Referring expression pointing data
▶

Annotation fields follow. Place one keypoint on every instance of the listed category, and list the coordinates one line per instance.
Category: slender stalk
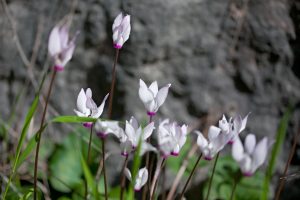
(291, 154)
(212, 176)
(181, 171)
(88, 158)
(155, 179)
(112, 86)
(147, 187)
(123, 178)
(237, 178)
(104, 172)
(40, 134)
(191, 175)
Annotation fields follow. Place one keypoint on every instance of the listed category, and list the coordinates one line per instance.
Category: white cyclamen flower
(252, 155)
(152, 97)
(171, 137)
(121, 30)
(237, 126)
(134, 131)
(60, 47)
(103, 128)
(215, 143)
(140, 180)
(86, 107)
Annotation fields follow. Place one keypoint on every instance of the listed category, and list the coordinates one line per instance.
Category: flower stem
(236, 180)
(88, 158)
(291, 154)
(212, 176)
(112, 86)
(104, 172)
(147, 187)
(40, 134)
(155, 179)
(123, 178)
(191, 174)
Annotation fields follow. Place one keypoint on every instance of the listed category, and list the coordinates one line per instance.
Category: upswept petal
(162, 95)
(237, 150)
(201, 140)
(81, 101)
(128, 174)
(250, 143)
(148, 130)
(54, 46)
(144, 94)
(213, 132)
(101, 107)
(260, 153)
(154, 88)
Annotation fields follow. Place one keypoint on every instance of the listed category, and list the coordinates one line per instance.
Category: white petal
(201, 141)
(237, 150)
(162, 95)
(213, 132)
(101, 107)
(54, 46)
(144, 94)
(117, 21)
(134, 123)
(148, 130)
(250, 143)
(130, 132)
(154, 88)
(260, 153)
(81, 101)
(128, 174)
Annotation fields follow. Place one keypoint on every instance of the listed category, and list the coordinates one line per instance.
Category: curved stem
(291, 154)
(40, 135)
(155, 179)
(212, 176)
(88, 157)
(123, 178)
(112, 86)
(191, 175)
(104, 172)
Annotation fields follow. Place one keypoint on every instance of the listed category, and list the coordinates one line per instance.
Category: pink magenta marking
(151, 113)
(208, 158)
(124, 154)
(116, 46)
(58, 68)
(248, 174)
(101, 135)
(87, 124)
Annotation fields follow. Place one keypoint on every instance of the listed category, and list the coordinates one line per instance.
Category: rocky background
(221, 56)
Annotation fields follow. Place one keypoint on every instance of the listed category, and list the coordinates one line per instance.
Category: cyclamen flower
(133, 131)
(215, 143)
(140, 180)
(252, 155)
(86, 107)
(60, 47)
(103, 128)
(171, 137)
(121, 30)
(152, 97)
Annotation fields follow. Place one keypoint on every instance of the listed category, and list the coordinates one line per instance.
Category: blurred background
(221, 56)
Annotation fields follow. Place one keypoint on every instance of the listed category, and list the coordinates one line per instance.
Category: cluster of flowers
(170, 135)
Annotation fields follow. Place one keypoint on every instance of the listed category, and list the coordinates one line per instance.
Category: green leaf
(65, 168)
(89, 178)
(72, 119)
(280, 136)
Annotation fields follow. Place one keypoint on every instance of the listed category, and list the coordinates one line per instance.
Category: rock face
(221, 56)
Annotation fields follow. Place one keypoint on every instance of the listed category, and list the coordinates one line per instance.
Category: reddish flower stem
(40, 134)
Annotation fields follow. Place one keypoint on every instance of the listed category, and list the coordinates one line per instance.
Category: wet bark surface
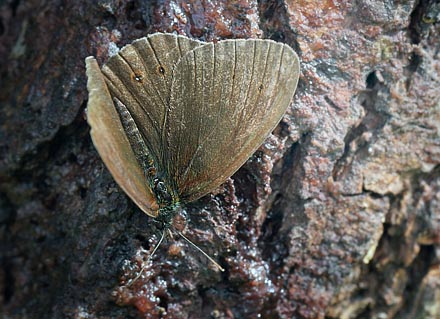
(335, 216)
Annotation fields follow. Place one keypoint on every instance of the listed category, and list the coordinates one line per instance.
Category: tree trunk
(335, 216)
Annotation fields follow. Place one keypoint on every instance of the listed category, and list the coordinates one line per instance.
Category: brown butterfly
(172, 118)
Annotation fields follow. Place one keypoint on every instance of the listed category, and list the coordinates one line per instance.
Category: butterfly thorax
(167, 200)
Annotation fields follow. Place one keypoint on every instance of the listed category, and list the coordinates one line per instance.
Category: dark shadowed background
(337, 215)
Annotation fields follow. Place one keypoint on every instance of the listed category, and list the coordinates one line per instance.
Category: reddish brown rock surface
(337, 215)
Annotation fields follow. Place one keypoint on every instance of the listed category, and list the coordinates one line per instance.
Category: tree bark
(335, 216)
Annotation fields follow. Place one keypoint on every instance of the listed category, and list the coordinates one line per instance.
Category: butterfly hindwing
(225, 99)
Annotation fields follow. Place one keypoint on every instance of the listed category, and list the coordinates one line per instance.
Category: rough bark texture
(336, 216)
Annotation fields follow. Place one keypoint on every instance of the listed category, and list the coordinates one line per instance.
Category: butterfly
(172, 118)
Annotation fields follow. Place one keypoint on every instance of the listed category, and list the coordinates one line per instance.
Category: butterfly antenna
(199, 249)
(149, 258)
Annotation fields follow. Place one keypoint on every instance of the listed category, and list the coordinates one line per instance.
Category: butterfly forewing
(111, 141)
(140, 77)
(225, 99)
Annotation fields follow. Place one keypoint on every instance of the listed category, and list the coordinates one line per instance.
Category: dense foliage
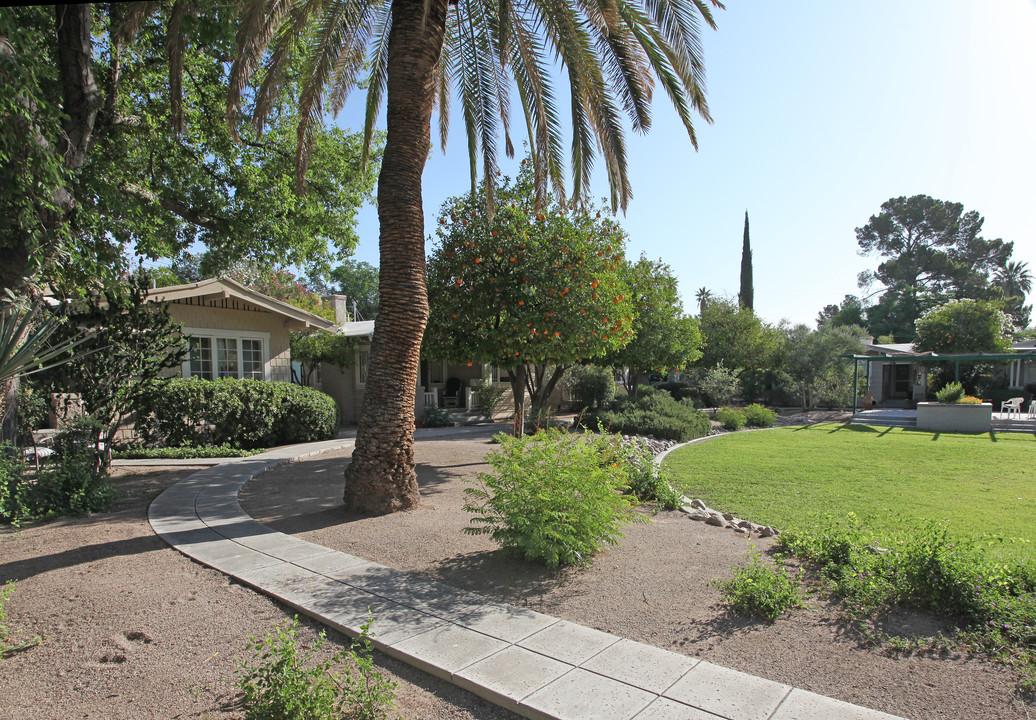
(553, 497)
(241, 413)
(654, 413)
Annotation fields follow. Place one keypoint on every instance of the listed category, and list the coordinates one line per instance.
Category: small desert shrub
(759, 416)
(759, 589)
(436, 418)
(653, 413)
(648, 481)
(950, 393)
(283, 681)
(730, 418)
(554, 497)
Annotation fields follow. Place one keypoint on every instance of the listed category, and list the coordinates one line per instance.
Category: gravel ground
(132, 629)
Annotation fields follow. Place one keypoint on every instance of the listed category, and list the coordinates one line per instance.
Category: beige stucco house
(233, 330)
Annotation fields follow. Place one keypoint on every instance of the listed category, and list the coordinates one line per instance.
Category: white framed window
(226, 353)
(363, 364)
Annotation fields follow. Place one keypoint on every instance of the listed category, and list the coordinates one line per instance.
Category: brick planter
(954, 418)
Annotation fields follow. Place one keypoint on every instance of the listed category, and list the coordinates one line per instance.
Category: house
(233, 330)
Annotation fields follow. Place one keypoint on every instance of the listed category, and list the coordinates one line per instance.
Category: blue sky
(822, 112)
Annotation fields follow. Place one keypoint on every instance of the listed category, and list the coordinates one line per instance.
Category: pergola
(931, 358)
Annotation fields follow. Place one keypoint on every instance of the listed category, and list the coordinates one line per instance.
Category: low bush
(759, 416)
(730, 418)
(923, 567)
(652, 413)
(554, 496)
(284, 681)
(591, 386)
(181, 453)
(951, 393)
(75, 483)
(646, 481)
(760, 589)
(242, 413)
(436, 418)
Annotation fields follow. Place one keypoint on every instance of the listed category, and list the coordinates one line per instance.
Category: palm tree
(418, 53)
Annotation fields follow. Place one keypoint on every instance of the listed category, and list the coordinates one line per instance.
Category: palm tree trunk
(381, 477)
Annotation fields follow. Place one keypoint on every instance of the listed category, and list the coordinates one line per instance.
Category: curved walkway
(530, 663)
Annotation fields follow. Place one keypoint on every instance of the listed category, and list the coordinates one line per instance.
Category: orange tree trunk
(381, 477)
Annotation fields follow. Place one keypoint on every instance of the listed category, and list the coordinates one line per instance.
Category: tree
(963, 326)
(1015, 281)
(813, 368)
(703, 296)
(415, 52)
(358, 282)
(132, 341)
(737, 338)
(531, 290)
(747, 295)
(130, 148)
(850, 312)
(664, 340)
(932, 253)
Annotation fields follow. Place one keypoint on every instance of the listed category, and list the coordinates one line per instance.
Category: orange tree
(534, 291)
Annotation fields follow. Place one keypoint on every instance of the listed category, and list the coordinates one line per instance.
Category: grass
(978, 485)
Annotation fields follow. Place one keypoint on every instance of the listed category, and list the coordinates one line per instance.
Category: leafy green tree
(737, 338)
(141, 154)
(931, 252)
(963, 326)
(813, 368)
(850, 312)
(747, 295)
(415, 53)
(664, 340)
(527, 288)
(132, 341)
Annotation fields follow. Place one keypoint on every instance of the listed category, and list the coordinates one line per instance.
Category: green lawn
(978, 484)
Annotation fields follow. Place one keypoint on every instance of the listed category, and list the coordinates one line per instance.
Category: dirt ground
(130, 628)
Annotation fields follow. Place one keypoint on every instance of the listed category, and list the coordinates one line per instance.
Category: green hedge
(241, 413)
(653, 412)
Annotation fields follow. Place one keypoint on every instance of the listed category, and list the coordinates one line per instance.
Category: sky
(822, 112)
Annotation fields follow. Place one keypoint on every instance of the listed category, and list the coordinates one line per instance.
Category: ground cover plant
(892, 518)
(554, 496)
(283, 681)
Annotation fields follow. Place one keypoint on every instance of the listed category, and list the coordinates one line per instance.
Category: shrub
(719, 385)
(436, 418)
(591, 386)
(760, 589)
(646, 481)
(552, 497)
(652, 413)
(950, 393)
(730, 418)
(758, 416)
(285, 682)
(242, 413)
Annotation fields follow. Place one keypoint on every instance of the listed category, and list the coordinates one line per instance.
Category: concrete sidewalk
(530, 663)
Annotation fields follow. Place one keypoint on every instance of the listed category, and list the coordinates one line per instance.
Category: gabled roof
(217, 291)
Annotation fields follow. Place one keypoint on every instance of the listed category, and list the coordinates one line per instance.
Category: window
(226, 354)
(363, 363)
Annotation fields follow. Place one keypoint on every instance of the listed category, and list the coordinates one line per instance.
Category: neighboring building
(235, 332)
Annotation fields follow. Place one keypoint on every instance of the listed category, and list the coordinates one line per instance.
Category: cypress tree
(747, 295)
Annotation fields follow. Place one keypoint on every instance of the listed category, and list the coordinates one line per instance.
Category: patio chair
(1012, 405)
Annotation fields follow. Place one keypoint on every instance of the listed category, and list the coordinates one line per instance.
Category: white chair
(1012, 405)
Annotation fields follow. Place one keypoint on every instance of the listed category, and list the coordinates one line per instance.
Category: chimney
(341, 306)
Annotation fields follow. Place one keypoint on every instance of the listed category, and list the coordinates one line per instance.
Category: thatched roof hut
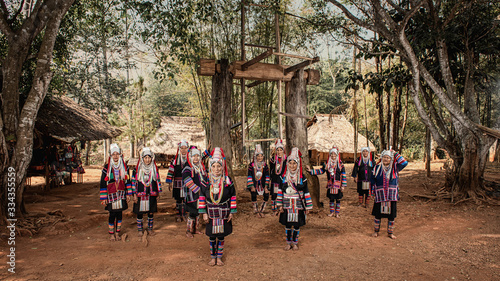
(63, 119)
(172, 130)
(324, 131)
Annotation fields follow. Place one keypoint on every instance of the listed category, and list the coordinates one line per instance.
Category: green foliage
(329, 94)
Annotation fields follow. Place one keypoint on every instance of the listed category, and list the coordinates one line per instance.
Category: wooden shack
(60, 124)
(172, 130)
(325, 131)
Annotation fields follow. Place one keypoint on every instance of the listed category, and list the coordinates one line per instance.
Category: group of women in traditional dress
(211, 192)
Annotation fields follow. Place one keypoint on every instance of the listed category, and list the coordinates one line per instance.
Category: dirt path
(436, 241)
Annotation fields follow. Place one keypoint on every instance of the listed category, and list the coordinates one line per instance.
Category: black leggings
(141, 215)
(254, 196)
(115, 216)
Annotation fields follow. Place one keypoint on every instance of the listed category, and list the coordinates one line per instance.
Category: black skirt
(153, 206)
(378, 214)
(332, 196)
(192, 208)
(110, 208)
(176, 194)
(228, 229)
(300, 221)
(360, 189)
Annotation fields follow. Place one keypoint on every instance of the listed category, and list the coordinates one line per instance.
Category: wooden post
(220, 119)
(355, 107)
(278, 83)
(428, 152)
(296, 128)
(242, 83)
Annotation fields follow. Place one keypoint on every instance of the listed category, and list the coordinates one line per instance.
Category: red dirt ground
(436, 240)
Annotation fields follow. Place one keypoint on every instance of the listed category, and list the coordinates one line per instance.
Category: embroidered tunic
(114, 191)
(218, 207)
(363, 172)
(174, 176)
(256, 179)
(336, 180)
(386, 189)
(277, 170)
(147, 191)
(193, 181)
(294, 199)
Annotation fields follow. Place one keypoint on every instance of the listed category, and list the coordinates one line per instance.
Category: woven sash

◀

■ **Prompt**: Write out exactly each line of the entries, starting at the one containing "Category: black leggings" and finishing with the last line.

■ **Response to this exercise**:
Category: black leggings
(141, 215)
(254, 196)
(115, 216)
Annotation fields follow. Place one keypoint on every instance of the listed category, and list the coordinates one line per instance.
Category: black skirt
(153, 206)
(378, 214)
(332, 196)
(192, 208)
(110, 208)
(176, 194)
(228, 229)
(300, 221)
(360, 189)
Annotation fields follow. Place one keypoint on every instance of the listed category, and list the coordinates one line per instance.
Category: wooden post
(220, 119)
(355, 107)
(278, 83)
(428, 152)
(296, 128)
(242, 83)
Annotation fields follow. Place one keypoint on every instance of the listed category, and list the coordinates one line per instance.
Category: red dirt ground
(436, 240)
Annotation fields follow. Place one keypoint on every instance of the listed category, and list the coordinates one line per instance.
Category: embroidered tunic
(114, 191)
(218, 207)
(363, 172)
(174, 176)
(256, 179)
(336, 180)
(386, 189)
(277, 170)
(147, 191)
(193, 181)
(294, 199)
Annotation fields follow. Place one keypoint on every instance of the listed category, and list the coordinates one line per instance.
Category: woven sash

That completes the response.